Location labeling records
━━━━━━━━
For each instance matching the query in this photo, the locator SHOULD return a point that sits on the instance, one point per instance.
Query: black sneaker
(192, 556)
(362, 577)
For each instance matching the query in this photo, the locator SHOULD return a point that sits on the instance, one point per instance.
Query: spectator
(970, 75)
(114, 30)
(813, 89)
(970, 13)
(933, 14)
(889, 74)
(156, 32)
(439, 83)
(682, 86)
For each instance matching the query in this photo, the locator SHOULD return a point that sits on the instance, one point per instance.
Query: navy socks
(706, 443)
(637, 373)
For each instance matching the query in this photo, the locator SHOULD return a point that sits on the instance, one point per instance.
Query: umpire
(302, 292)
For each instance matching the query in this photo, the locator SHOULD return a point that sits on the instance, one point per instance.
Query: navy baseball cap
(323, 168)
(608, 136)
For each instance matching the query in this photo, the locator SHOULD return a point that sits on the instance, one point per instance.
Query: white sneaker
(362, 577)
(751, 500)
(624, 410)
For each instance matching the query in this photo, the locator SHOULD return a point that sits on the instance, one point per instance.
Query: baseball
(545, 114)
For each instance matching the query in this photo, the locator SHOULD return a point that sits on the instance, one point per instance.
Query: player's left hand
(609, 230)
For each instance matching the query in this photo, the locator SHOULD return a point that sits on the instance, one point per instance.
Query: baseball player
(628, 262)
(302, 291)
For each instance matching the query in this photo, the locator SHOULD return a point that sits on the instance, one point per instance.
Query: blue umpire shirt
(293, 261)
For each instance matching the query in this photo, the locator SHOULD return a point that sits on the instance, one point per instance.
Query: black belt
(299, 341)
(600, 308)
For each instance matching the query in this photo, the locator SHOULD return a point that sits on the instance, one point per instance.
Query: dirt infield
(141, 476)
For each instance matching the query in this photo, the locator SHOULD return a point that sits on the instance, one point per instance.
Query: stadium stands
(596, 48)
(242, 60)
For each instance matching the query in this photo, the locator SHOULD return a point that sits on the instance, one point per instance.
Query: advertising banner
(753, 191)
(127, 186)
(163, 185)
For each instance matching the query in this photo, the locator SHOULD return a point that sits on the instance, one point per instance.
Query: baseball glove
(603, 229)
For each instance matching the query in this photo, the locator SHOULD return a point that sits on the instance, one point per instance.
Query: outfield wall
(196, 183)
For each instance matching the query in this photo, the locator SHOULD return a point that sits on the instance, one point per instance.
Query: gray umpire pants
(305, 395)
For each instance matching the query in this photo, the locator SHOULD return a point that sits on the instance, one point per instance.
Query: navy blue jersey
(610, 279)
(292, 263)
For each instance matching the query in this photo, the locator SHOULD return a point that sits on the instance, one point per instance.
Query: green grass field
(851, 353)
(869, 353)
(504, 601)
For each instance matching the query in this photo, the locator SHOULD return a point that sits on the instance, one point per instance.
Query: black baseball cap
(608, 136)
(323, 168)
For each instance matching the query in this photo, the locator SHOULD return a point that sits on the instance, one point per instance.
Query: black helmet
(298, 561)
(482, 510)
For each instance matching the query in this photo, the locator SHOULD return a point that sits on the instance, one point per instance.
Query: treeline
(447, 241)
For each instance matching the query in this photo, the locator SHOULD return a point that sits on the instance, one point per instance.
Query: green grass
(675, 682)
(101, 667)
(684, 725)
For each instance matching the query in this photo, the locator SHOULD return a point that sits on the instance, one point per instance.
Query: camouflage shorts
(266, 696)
━━━━━━━━
Exercise instructions –
The entries above must be returned in full, exactly as shown.

Response to the task –
For each instance matching the query in this photo, the locator SHOULD return a point that sits on the instance, one point per instance.
Query: black sneaker
(192, 556)
(362, 577)
For each instance matching the query in this photo, the locator SHOULD return a point that sits on the instance, one point per instance.
Query: spectator
(970, 75)
(114, 30)
(813, 89)
(970, 13)
(933, 14)
(889, 74)
(156, 32)
(439, 83)
(682, 86)
For each instance matching the query in this photo, the locator SHOULD return a point that sits on the instance, one point per instance.
Query: navy socks
(706, 443)
(637, 373)
For each instance matching the query in this photo, the locator SHOULD return a point that sits on the instance, one point per instance.
Query: umpire
(302, 292)
For each instance matching the query in this photo, the locator SHOULD return a point that sits on the instance, one point per instance.
Query: navy baseball cap
(323, 168)
(608, 136)
For each instance matching the query in this photo, the locator SHOULD return a point that sits on the instance, one point per instance.
Query: white sneaker
(362, 577)
(751, 500)
(624, 410)
For each instance matching the query in this photo, the locator SHOULD return a point that sits on the instance, one point per instance.
Query: baseball
(545, 114)
For each instance matching the query in this photo, the locator SHOULD return a point that sits on the instance, one point per instance.
Query: player's left hand
(609, 230)
For each instance matching the query in this photo, the locator SHOULD return a point that sits on the instance, one point per instance.
Query: baseball player
(628, 262)
(302, 291)
For each instance matching the query in this photo, the locator SHOULD return a point that sits on the instance, one point per instance.
Query: blue umpire shirt
(293, 261)
For each instance matching the query in this photo, the locator SHOULD return a point that sits on the instance, one point per instance.
Query: black belt
(299, 341)
(600, 308)
For each instance matching the query in this photo, the locator SHOULD return a point that sits on the instance, one point per instance.
Query: dirt infield
(141, 476)
For each instance matching the query in this photo, the locator SHOULD return a point that sits on the instance, one point per instance.
Query: stadium stands
(596, 48)
(242, 60)
For each instance matching the query in this photo, the locator SHOULD return a point that sits on the instance, one point per instance.
Query: advertising banner
(753, 191)
(127, 186)
(163, 185)
For each instance matching the query in this photo, the locator SHOULD return a point that sits on the instance, one point per instance.
Query: baseball glove
(603, 229)
For each instance matching the query in this photo, the locator SHOULD return a point that sits on the instance, one point per instance.
Query: outfield wall
(196, 183)
For each instance matching the query in this photo, the locator SHOULD return a point that sits on the instance, one point per instance.
Query: gray umpire pants
(305, 395)
For each instance matching the query in this photo, the locator SHOULD return a point that sits on the instance, one point per instance.
Query: navy blue jersey
(610, 279)
(292, 263)
For each instance matching the query in this photo, the locator SHOULD return a point that sits on the instance, one point per instance.
Query: green grass field
(851, 353)
(869, 353)
(504, 601)
For each instance matching the query in this photo, the locator SHOULD return a point that sits on the instance, one point per instance.
Query: black baseball cap
(608, 136)
(323, 168)
For each instance matching the query in this photo, the locator SHOULD return a point that sits on the instance, one point per instance.
Query: black helmet
(298, 561)
(482, 510)
For each instance matching the query in this photo, the locator SHOULD return a point that sits on the instance, one point per instance.
Query: treeline
(447, 241)
For each instance matching the query in this photo, the locator SHOULD return a point that sits on the instance, one point per instance.
Query: green grass
(675, 682)
(101, 667)
(684, 725)
For each instance matching the query in this photo, the locator SHOULD return a point that sits on the instance, one point per instance.
Query: camouflage shorts
(266, 696)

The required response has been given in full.